In this exercise, print only the lines from the line with "Formation-chart tagging: label the headlight" to the last line of the data below, inclusive. Any pictures should be left out.

+++ ENTRIES SUPPLIED

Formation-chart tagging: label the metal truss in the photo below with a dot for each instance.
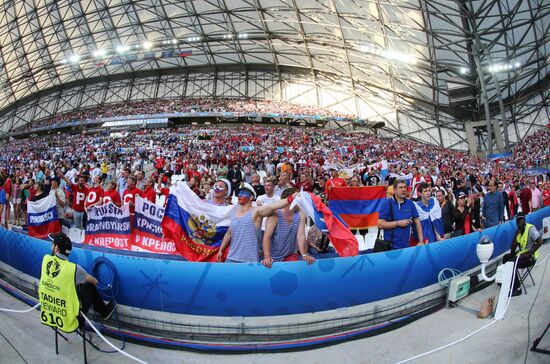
(306, 51)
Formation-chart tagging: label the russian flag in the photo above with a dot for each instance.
(382, 166)
(406, 177)
(42, 217)
(195, 226)
(339, 234)
(430, 219)
(109, 226)
(147, 230)
(357, 206)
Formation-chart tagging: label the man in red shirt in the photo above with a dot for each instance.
(193, 172)
(7, 188)
(80, 192)
(334, 181)
(95, 194)
(159, 164)
(149, 192)
(416, 180)
(546, 195)
(111, 194)
(129, 196)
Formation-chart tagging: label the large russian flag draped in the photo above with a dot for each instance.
(42, 217)
(195, 226)
(357, 206)
(339, 234)
(109, 226)
(147, 230)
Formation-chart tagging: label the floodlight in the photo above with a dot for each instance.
(122, 49)
(99, 53)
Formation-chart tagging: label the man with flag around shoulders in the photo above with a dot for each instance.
(66, 289)
(429, 213)
(396, 216)
(245, 227)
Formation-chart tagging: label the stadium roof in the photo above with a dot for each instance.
(398, 53)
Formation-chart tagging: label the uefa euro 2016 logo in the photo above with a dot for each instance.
(52, 269)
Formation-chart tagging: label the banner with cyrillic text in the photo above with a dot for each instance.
(42, 218)
(109, 226)
(147, 231)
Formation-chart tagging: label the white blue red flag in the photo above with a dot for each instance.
(338, 232)
(147, 231)
(195, 226)
(430, 220)
(42, 218)
(357, 206)
(109, 226)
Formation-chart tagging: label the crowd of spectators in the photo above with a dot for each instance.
(186, 105)
(533, 151)
(309, 159)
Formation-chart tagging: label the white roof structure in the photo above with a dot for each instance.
(393, 61)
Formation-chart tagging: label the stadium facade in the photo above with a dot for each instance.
(442, 72)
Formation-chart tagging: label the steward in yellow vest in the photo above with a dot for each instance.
(59, 303)
(525, 245)
(66, 289)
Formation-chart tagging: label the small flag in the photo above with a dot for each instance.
(42, 217)
(357, 206)
(340, 236)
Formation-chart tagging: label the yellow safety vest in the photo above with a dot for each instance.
(522, 241)
(59, 303)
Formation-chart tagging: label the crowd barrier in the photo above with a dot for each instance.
(171, 284)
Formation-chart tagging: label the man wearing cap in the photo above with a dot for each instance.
(493, 206)
(66, 289)
(397, 215)
(546, 194)
(525, 245)
(244, 231)
(285, 234)
(59, 197)
(429, 213)
(536, 197)
(221, 191)
(334, 181)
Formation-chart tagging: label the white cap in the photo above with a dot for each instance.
(248, 187)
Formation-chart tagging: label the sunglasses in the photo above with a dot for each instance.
(244, 193)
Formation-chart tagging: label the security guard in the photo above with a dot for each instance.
(529, 240)
(66, 289)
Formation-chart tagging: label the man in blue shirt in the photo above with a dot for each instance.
(397, 229)
(493, 206)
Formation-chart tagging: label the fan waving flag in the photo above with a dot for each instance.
(339, 234)
(430, 220)
(357, 206)
(195, 226)
(42, 217)
(147, 231)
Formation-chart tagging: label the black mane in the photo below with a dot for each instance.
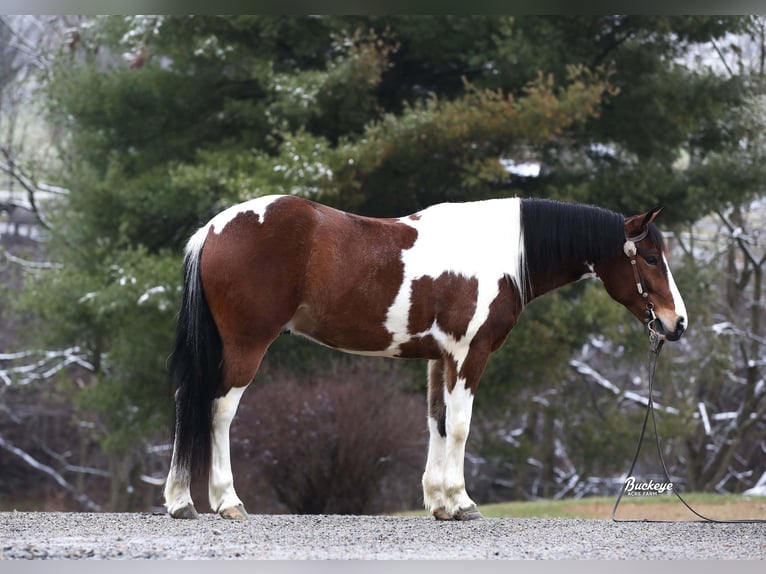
(556, 232)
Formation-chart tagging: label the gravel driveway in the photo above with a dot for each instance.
(40, 535)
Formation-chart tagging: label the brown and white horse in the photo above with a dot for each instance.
(446, 284)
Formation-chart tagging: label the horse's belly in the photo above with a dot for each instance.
(350, 331)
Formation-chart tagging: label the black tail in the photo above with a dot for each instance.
(195, 371)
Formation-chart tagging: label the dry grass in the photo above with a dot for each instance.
(662, 507)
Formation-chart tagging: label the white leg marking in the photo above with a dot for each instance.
(221, 484)
(177, 492)
(459, 407)
(433, 477)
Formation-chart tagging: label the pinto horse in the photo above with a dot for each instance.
(445, 284)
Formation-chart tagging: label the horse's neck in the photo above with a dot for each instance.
(567, 272)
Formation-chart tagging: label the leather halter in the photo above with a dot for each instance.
(631, 251)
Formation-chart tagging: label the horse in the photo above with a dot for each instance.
(446, 284)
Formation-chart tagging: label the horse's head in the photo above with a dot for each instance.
(641, 278)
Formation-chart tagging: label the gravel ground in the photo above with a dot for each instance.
(38, 535)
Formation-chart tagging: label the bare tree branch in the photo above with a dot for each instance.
(85, 501)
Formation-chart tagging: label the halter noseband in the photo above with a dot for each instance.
(631, 251)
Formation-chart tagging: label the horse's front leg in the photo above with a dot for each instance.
(459, 403)
(433, 477)
(223, 498)
(450, 408)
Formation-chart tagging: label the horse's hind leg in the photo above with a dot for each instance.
(239, 370)
(178, 492)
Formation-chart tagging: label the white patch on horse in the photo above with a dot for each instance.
(257, 206)
(433, 476)
(678, 301)
(459, 405)
(221, 481)
(478, 239)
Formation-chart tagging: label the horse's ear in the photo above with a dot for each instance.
(638, 223)
(650, 215)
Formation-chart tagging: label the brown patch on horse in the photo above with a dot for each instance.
(504, 311)
(449, 300)
(351, 314)
(437, 410)
(263, 276)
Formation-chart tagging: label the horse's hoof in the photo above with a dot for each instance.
(470, 513)
(185, 512)
(234, 513)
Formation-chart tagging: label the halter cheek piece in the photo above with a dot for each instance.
(649, 316)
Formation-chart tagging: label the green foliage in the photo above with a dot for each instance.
(379, 115)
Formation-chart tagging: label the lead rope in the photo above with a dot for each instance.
(656, 342)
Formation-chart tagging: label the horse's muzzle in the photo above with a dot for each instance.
(674, 335)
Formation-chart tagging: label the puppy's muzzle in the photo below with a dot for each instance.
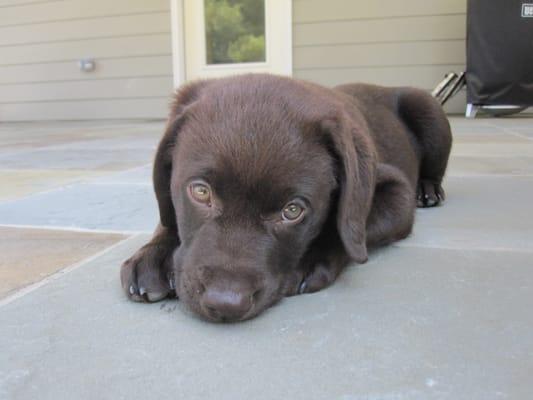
(227, 297)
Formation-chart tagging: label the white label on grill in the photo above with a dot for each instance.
(527, 10)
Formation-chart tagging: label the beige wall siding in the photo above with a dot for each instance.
(394, 43)
(42, 41)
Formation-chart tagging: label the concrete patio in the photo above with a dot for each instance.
(445, 314)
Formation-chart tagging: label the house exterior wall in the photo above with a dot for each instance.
(388, 42)
(40, 45)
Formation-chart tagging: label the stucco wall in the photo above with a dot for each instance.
(388, 42)
(42, 41)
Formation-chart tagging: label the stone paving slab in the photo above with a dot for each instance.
(127, 207)
(481, 212)
(141, 175)
(410, 324)
(29, 255)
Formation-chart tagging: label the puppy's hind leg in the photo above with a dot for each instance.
(426, 120)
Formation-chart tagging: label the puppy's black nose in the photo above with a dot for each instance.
(226, 304)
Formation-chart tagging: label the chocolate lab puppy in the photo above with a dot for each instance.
(269, 186)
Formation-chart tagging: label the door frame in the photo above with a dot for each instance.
(178, 40)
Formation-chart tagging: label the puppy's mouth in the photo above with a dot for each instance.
(218, 306)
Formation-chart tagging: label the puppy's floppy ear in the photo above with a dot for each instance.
(162, 172)
(357, 177)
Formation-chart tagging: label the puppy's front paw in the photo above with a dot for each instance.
(429, 194)
(146, 276)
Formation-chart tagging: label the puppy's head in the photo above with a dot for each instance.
(250, 178)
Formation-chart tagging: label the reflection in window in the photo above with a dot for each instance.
(235, 31)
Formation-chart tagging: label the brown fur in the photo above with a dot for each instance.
(359, 156)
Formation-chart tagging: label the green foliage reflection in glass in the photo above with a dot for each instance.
(235, 31)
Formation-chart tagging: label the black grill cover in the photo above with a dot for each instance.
(499, 66)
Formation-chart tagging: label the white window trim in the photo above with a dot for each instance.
(178, 41)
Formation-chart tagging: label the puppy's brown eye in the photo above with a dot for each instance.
(292, 212)
(200, 193)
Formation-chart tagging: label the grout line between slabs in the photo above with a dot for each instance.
(75, 229)
(457, 248)
(81, 180)
(58, 274)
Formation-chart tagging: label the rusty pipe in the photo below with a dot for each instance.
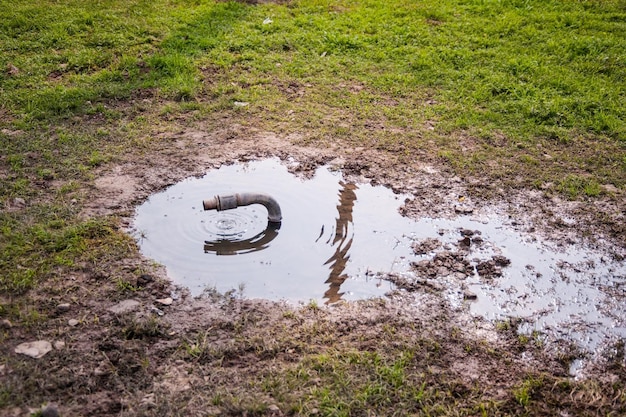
(231, 201)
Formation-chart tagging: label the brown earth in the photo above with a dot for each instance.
(211, 355)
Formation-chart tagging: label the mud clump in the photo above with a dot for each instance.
(426, 246)
(444, 264)
(492, 268)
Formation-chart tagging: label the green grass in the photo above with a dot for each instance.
(516, 79)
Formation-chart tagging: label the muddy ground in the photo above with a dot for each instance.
(214, 355)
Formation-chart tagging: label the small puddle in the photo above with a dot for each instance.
(338, 240)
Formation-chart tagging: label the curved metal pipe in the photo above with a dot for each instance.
(231, 201)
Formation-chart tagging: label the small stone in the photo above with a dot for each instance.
(125, 306)
(463, 209)
(610, 188)
(468, 295)
(12, 70)
(35, 349)
(165, 301)
(144, 279)
(64, 307)
(157, 311)
(50, 411)
(19, 202)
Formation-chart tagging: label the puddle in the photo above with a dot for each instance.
(338, 239)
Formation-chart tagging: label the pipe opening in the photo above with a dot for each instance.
(231, 201)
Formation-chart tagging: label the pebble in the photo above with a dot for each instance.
(125, 306)
(19, 202)
(157, 311)
(50, 411)
(165, 301)
(35, 349)
(468, 295)
(145, 279)
(62, 308)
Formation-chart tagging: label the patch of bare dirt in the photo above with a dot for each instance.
(196, 356)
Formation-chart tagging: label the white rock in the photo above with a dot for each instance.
(165, 301)
(35, 349)
(63, 307)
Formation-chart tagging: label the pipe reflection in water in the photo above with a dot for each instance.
(343, 229)
(256, 243)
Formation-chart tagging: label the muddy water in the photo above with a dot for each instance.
(338, 239)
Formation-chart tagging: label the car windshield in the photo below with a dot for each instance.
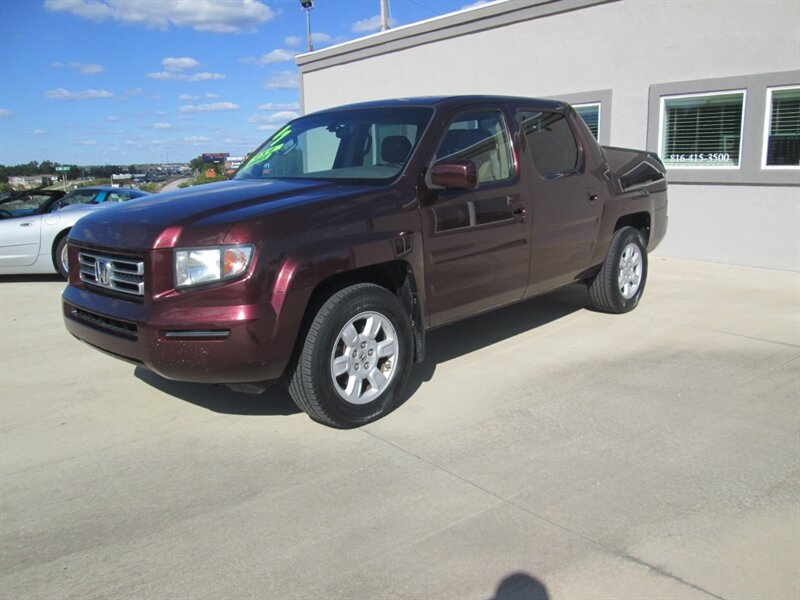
(79, 197)
(24, 204)
(356, 145)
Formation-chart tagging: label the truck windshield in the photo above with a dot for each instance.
(357, 145)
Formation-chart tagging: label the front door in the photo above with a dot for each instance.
(476, 241)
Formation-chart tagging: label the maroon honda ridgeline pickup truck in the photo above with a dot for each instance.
(352, 231)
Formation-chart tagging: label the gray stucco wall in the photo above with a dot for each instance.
(580, 48)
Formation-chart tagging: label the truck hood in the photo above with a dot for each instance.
(160, 220)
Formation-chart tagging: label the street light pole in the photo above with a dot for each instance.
(308, 5)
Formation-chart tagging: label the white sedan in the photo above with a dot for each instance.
(34, 227)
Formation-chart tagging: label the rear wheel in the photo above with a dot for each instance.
(619, 285)
(355, 359)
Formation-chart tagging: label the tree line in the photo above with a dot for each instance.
(47, 167)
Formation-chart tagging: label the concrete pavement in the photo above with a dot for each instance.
(546, 451)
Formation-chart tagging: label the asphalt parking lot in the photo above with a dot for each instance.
(546, 451)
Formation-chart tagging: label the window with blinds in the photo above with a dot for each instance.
(782, 148)
(702, 130)
(590, 113)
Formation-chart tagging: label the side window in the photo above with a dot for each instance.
(481, 137)
(551, 142)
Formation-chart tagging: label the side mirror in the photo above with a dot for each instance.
(456, 174)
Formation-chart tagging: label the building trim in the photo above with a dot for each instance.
(471, 20)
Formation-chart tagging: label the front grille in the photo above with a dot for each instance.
(123, 328)
(120, 274)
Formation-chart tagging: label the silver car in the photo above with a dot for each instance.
(34, 226)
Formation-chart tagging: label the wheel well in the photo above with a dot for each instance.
(56, 241)
(396, 276)
(640, 221)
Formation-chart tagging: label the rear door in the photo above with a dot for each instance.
(565, 198)
(476, 241)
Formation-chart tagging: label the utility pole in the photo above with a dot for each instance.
(384, 15)
(308, 5)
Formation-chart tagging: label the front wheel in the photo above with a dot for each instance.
(61, 257)
(355, 359)
(619, 285)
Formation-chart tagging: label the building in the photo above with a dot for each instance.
(713, 86)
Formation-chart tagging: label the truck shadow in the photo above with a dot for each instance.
(442, 345)
(464, 337)
(275, 401)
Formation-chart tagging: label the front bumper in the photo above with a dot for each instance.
(204, 344)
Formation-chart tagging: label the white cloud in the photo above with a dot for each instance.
(179, 64)
(172, 76)
(213, 107)
(62, 94)
(279, 106)
(84, 68)
(87, 68)
(285, 80)
(277, 55)
(276, 117)
(219, 16)
(371, 24)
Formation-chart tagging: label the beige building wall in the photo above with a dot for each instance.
(627, 53)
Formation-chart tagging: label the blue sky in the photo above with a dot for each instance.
(140, 81)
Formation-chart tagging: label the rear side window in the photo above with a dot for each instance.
(481, 137)
(551, 142)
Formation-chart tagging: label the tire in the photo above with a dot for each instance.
(60, 257)
(619, 285)
(355, 359)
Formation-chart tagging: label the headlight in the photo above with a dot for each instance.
(206, 265)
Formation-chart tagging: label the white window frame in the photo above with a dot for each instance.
(767, 122)
(599, 106)
(699, 167)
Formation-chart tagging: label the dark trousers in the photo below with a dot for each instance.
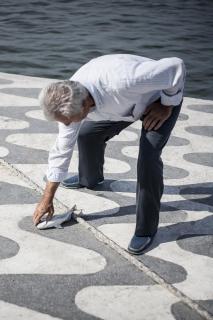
(92, 140)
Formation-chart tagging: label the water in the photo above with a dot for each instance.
(54, 38)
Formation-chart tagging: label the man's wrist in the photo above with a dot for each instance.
(50, 190)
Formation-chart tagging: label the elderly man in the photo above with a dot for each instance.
(103, 97)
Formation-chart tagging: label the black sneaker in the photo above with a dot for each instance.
(138, 245)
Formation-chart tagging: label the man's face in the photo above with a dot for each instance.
(76, 118)
(68, 120)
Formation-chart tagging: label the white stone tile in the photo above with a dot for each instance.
(196, 285)
(39, 255)
(9, 311)
(126, 302)
(3, 152)
(9, 100)
(7, 123)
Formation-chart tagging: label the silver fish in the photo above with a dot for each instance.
(56, 221)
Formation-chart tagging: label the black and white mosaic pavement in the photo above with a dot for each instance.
(68, 274)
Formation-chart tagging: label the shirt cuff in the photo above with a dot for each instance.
(56, 175)
(171, 100)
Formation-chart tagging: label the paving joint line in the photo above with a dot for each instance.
(103, 238)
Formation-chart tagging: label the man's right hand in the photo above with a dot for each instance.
(45, 206)
(46, 203)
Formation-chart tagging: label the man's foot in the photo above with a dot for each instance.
(73, 183)
(138, 244)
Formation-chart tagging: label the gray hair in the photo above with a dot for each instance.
(63, 97)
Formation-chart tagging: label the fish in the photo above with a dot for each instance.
(57, 220)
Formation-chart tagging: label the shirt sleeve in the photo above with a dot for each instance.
(61, 152)
(167, 75)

++++++

• CORRECT RESPONSE:
Formation-chart tagging: label the headlight in the photo above with a dot for each instance.
(206, 265)
Formation-chart tagging: label the white window frame in the photo above with a dot for each instance.
(767, 122)
(599, 106)
(699, 167)
Formation-chart tagging: label the dark trousers in the photo below with a dot for each instance.
(92, 140)
Formation-chart tagging: label the water in the photo above with a dot for each instance.
(54, 38)
Formation-chart tagging: label the man's wrist in the photo above with a dot for each instance.
(50, 190)
Formation-chart tagging: label the elderly man in the photo above with a dot for each instance.
(103, 97)
Formation-chart tagging: label the black sneaker in the photo above with a dot for each instance.
(138, 245)
Formation-chart tagging: label the man's face in the photo above with a dot for each instance.
(76, 118)
(68, 120)
Formation-chart tagging: label the white stone tile in the photo above with a dot for each instance.
(196, 285)
(39, 255)
(9, 311)
(126, 302)
(3, 152)
(9, 100)
(7, 123)
Formation-chart tagging: label the silver fish in the photo above with a dot for each instance.
(56, 221)
Formation-chart tagging: label the black and white mosaic pavement in the photo above with a dot for each instance.
(68, 274)
Formation-chart tagging: label the shirt cuff in the photo above with a dot for each instance.
(56, 175)
(171, 100)
Formation-chart tagging: label the paving joint line in the photo above with a dot for each instance.
(103, 238)
Formation-chart tagging: label the man's right hand in the photo above with a dot for each instance.
(45, 206)
(46, 203)
Formation-chart tagging: label the man's foot in the photo above with a dot for each instance.
(73, 183)
(138, 244)
Formation-chart tagging: label the gray hair in the photo above with a dot for each instance.
(63, 97)
Formation-chart tagging: label the fish in the photo above with a dot for each instance.
(57, 220)
Formation-chart tagging: label the shirt sleeve in the photo above with a dot for each instance.
(61, 152)
(167, 75)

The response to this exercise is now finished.